Start

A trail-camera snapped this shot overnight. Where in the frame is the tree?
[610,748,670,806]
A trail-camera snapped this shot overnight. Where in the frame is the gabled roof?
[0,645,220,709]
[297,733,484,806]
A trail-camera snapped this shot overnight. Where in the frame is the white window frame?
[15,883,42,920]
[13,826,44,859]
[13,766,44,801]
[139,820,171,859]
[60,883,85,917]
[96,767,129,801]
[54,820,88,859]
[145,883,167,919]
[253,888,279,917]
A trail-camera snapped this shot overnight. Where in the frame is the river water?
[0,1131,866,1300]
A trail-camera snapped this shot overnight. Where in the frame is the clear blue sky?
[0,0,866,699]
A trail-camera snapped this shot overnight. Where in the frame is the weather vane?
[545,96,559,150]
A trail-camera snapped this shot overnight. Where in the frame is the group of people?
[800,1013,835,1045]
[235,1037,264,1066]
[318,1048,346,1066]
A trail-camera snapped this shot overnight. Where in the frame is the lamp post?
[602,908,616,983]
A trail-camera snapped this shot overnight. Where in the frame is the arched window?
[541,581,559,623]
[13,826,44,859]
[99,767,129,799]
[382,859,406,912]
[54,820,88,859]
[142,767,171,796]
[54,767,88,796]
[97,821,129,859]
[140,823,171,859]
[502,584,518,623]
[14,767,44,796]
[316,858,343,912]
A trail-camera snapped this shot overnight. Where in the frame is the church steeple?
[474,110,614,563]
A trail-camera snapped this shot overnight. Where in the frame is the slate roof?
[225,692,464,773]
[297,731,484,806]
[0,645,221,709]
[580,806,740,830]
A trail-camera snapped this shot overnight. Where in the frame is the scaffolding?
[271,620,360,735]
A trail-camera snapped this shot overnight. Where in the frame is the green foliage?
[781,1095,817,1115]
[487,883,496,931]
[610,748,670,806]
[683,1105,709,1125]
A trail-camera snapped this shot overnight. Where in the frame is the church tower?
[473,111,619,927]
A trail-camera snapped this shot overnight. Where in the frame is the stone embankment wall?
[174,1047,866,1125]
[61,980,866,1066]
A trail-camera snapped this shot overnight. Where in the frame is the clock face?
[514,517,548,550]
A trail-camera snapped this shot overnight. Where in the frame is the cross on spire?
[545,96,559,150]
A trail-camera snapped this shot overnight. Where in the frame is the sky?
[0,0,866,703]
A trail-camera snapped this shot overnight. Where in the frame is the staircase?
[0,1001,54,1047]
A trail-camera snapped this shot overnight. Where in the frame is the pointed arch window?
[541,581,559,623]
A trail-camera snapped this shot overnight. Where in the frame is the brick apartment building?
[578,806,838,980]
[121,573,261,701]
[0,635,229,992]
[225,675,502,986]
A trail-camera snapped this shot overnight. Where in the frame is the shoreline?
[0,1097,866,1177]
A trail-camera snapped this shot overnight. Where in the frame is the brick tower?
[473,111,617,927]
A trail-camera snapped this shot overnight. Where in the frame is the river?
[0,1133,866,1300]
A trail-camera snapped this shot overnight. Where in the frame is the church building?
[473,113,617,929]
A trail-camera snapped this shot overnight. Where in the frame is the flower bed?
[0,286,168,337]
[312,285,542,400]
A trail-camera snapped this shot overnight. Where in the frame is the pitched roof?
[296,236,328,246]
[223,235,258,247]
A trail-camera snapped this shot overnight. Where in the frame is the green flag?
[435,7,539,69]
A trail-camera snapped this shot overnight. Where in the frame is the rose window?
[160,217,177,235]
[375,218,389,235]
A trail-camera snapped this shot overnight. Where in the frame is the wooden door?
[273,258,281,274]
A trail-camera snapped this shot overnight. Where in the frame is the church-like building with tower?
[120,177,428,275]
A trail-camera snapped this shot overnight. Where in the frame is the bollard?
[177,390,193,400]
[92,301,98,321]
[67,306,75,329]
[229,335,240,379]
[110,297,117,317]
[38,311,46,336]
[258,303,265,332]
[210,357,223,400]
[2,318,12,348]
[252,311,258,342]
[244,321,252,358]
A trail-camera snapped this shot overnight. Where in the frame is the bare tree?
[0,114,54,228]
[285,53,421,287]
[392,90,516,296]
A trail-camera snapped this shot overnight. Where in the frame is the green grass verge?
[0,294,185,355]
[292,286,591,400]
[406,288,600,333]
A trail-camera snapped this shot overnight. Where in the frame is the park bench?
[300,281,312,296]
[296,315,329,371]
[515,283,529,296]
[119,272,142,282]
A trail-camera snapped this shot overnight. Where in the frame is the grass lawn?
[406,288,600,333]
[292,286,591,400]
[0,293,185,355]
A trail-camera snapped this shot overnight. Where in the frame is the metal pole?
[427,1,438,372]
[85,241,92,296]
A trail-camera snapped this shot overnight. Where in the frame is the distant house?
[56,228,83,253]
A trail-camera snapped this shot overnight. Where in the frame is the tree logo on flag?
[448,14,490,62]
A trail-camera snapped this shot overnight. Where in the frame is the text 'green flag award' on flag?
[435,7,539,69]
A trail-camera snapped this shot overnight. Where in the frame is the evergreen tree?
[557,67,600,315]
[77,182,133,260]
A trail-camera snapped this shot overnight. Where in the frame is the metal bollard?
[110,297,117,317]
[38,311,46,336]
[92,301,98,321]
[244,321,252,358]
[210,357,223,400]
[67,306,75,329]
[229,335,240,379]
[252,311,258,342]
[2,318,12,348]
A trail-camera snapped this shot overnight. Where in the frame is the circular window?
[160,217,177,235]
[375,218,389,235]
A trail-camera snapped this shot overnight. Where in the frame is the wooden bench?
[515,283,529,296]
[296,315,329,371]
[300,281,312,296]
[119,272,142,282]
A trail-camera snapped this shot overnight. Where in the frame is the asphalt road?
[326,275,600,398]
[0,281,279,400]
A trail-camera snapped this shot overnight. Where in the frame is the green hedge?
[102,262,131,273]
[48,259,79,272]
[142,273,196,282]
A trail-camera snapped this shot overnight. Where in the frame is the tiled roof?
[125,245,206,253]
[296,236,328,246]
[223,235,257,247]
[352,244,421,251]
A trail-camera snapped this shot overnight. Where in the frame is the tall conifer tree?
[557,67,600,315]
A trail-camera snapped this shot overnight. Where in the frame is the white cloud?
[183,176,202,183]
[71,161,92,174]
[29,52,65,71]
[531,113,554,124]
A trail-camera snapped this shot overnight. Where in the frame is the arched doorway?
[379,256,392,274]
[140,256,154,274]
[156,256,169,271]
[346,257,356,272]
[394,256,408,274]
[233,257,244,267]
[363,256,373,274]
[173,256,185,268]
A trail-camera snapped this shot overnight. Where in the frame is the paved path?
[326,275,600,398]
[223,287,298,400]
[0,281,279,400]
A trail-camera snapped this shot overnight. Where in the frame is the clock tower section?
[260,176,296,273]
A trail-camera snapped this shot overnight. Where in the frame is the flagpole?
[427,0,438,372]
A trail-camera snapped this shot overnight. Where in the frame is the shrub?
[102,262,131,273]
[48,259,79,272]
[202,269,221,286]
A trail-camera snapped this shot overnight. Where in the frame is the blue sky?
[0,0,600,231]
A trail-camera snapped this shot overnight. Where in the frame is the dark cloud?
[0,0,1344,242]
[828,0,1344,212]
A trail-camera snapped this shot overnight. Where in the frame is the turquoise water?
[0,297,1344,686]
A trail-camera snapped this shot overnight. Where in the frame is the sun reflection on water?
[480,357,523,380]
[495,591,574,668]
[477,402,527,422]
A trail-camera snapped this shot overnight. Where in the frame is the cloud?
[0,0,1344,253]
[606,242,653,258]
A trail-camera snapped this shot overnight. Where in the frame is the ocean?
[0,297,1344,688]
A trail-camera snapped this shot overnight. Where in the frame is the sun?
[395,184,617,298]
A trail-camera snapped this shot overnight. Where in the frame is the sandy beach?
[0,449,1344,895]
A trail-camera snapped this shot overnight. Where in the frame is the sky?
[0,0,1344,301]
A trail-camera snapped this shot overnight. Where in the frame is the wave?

End

*What to do*
Turn everything from the line containing "the rose window?" down to the line containing "[120,177,428,275]", both included, into a numbered list, leaving out any blank lines.

*The completed task*
1. A trail-camera snapped this shot overnight. Where in the frame is the rose window?
2. [160,217,177,235]
3. [375,218,389,235]
4. A trail-camera snapped this shot overnight. Where in the frame is the wooden door?
5. [273,258,281,274]
6. A trail-camera snapped this shot overnight. Where in the frame is the church-like building with tower?
7. [120,177,428,275]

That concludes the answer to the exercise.